* [Exercise requirements]:
Can you swap "one dot per instance" for "one point per instance" throughout the records below and give every line back with nothing else changed?

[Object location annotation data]
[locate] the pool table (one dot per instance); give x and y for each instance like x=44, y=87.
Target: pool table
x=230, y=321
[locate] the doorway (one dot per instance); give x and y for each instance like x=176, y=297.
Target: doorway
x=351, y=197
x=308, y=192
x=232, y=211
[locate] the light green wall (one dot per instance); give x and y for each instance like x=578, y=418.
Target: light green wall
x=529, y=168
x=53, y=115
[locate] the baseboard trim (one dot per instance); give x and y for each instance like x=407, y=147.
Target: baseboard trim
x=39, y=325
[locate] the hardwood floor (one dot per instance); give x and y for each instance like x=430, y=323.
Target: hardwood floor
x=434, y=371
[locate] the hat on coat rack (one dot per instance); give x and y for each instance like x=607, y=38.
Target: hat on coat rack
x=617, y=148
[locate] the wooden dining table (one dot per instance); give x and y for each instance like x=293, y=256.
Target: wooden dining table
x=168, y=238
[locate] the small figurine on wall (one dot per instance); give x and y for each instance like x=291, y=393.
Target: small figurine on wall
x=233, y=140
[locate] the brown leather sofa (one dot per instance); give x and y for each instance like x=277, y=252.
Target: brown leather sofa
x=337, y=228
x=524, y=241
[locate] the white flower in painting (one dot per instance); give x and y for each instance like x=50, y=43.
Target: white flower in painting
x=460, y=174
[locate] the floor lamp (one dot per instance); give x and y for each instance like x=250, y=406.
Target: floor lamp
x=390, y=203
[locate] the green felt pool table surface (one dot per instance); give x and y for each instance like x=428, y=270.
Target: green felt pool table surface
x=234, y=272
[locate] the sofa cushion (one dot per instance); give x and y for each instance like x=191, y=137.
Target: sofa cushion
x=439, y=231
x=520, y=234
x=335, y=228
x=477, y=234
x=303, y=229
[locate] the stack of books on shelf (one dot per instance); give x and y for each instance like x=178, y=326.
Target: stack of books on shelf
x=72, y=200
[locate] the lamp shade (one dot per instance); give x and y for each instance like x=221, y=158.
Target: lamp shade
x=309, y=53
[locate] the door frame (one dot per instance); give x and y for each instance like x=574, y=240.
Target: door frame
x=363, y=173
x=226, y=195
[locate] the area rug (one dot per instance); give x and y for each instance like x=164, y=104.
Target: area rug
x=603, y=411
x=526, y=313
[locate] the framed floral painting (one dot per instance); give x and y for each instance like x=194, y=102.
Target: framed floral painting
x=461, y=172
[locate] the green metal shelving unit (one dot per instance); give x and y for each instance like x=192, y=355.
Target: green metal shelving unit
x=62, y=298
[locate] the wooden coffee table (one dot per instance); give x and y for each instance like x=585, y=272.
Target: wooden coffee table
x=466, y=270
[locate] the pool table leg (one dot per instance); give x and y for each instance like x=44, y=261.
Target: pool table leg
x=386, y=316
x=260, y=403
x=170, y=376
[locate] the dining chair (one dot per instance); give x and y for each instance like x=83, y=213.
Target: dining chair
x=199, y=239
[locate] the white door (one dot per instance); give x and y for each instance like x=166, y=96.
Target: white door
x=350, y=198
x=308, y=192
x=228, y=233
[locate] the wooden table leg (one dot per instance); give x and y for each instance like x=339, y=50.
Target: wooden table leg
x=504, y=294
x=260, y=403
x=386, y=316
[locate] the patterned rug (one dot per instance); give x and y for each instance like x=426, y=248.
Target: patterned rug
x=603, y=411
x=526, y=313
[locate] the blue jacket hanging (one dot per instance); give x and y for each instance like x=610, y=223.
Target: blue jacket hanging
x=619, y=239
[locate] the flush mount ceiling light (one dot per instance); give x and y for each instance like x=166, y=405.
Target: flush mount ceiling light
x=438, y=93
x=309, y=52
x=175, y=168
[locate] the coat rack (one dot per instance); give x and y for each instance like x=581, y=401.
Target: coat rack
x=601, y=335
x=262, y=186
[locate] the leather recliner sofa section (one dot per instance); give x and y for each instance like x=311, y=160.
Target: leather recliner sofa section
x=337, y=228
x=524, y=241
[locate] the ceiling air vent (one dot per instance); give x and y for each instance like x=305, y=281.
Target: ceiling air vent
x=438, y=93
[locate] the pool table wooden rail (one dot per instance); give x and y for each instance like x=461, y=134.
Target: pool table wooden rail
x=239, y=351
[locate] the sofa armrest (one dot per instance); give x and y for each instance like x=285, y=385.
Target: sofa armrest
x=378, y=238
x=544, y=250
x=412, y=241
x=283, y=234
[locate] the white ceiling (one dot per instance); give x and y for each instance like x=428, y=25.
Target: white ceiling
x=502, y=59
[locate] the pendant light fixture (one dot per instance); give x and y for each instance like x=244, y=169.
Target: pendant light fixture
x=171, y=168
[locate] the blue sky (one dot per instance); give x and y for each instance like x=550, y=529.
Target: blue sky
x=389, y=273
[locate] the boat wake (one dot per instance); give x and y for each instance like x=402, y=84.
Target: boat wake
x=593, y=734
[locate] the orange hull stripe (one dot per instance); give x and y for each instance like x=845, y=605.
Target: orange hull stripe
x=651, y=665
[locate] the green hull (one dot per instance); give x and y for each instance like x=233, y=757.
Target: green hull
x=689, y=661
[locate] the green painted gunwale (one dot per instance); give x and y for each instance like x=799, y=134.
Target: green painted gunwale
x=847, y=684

* [Expected answer]:
[locate] the pool table (one point per instance); give x and y for each instance like x=44, y=87.
Target: pool table
x=230, y=321
[locate] the doorway (one point per instance); give x and y for each instance like x=176, y=297.
Target: doorway
x=351, y=197
x=308, y=192
x=232, y=211
[locate] the light green wall (one point per instance); give x and y for each instance like x=578, y=418.
Target: light green wall
x=529, y=168
x=53, y=115
[locate] the baseboard trim (one point per instance); give x and y for each instance like x=407, y=147.
Target: baseboard trim
x=39, y=325
[locate] the hardwood floor (one point per instance); give x and y for each instance like x=430, y=323.
Target: hardwood floor
x=434, y=371
[locate] the hat on coat rack (one point per instance); give x and y for each instance like x=607, y=38.
Target: hat on coat rack
x=617, y=148
[locate] the wooden dining table (one point per instance); give x and y for each instance like x=293, y=256.
Target: wooden dining table
x=168, y=238
[locate] the small figurine on wall (one point per instance); give x and y for each instance like x=291, y=393.
Target: small figurine on wall
x=233, y=140
[locate] the brown leather sofa (one point per instance); give x and y for each instance like x=277, y=252.
Target: brown leather sofa
x=337, y=228
x=524, y=241
[locate] the white flower in painting (one point per instance); give x and y for each instance like x=50, y=43.
Target: white flower in painting
x=460, y=174
[locate] the floor lamp (one point per instance); give x and y for each instance like x=250, y=406.
Target: floor lamp
x=390, y=203
[locate] the green felt pool table surface (one point per instance); give x and y for each instance like x=428, y=270.
Target: green felt pool table surface
x=234, y=272
[locate] the sofa cushion (one point per instance); give x and y for each instance like x=191, y=137.
Target: sofa cushion
x=439, y=231
x=520, y=234
x=335, y=228
x=477, y=234
x=303, y=229
[locate] the stack of books on shelf (one point per instance); give x and y for each instance like x=178, y=326.
Target: stack of books on shelf
x=72, y=200
[locate] the lamp shade (one point per instance); give x and y for each instance like x=221, y=158.
Target: lamp shade
x=309, y=53
[locate] the door frame (one point per instance); give x and y for each instance like x=574, y=240.
Target: door frame
x=363, y=173
x=226, y=195
[locate] the area rug (one point per instance); give x and y for each instance like x=164, y=104.
Target: area rug
x=603, y=411
x=526, y=313
[locate] the framed floral painting (one point per instance); give x and y for each instance like x=194, y=102.
Target: framed floral painting
x=461, y=172
[locate] the green metal shelving unit (one point per instance); give x and y for each instance like x=192, y=355.
Target: green metal shelving unit
x=62, y=298
[locate] the wooden coffee table (one point per instance); give x and y for each instance like x=585, y=272.
Target: wooden coffee table
x=466, y=270
[locate] the pool table leg (one point per instance); give x and y for each instance like x=44, y=261.
Target: pool table leg
x=386, y=316
x=260, y=403
x=170, y=376
[locate] the dining chair (one point per instance); give x and y for each instance like x=83, y=213.
Target: dining chair
x=199, y=239
[locate] the white door (one point per instance); give x and y for each instance like x=166, y=96.
Target: white door
x=350, y=198
x=308, y=192
x=228, y=233
[locate] the wooden table leg (one point per instance); give x and y for each instance like x=339, y=50.
Target: wooden table leg
x=504, y=294
x=260, y=403
x=386, y=316
[locate] the patterned rug (one point per instance); give x and y for each instance like x=426, y=248.
Target: patterned rug
x=603, y=411
x=526, y=313
[locate] the blue jacket hanging (one point per instance); give x and y for each instance like x=610, y=223.
Target: blue jacket hanging
x=619, y=239
[locate] the flush mount ceiling light (one point per instance); give x and y for each instance like x=166, y=405.
Target: flush mount ceiling light
x=438, y=93
x=309, y=52
x=175, y=168
[locate] the coat rack (one point per instance); give x and y for each instance like x=581, y=401.
Target: coat rack
x=601, y=335
x=262, y=186
[locate] the leather recliner sofa section (one point per instance); give x and y for each instance like x=311, y=160.
Target: leather recliner sofa section
x=337, y=228
x=524, y=241
[locate] the ceiling air vent (one point per instance); give x and y for each instance like x=305, y=281.
Target: ceiling air vent
x=438, y=93
[locate] the pool table wooden rail (one point per instance); give x and y for each instance like x=461, y=134.
Target: pool table wooden rail
x=239, y=351
[locate] the sofa armrest (one point per instance); give x and y for each instance like x=285, y=385.
Target: sofa armrest
x=378, y=238
x=544, y=250
x=412, y=241
x=283, y=234
[locate] the white ceiling (one point per instance); give x and y for each instance like x=428, y=25.
Target: white ceiling
x=502, y=59
[locate] the pendant light fixture (one point per instance); give x and y for each instance like x=244, y=169.
Target: pendant light fixture
x=171, y=168
[locate] the blue sky (one point per instance); give x and y for each instance like x=550, y=529.
Target: blue sky
x=389, y=273
[locate] the boat wake (one point per instance); give x and y for each instance like x=402, y=84.
Target: boat wake
x=593, y=734
[locate] the orange hull stripe (one point per instance); give x and y for each instance like x=845, y=605.
Target: orange hull stripe
x=651, y=665
[locate] the green hull (one point per instance); give x and y for each instance like x=233, y=757.
Target: green hull
x=689, y=661
[locate] the green painted gunwale (one point per instance); give x and y for each instance like x=799, y=134.
Target: green painted gunwale
x=847, y=684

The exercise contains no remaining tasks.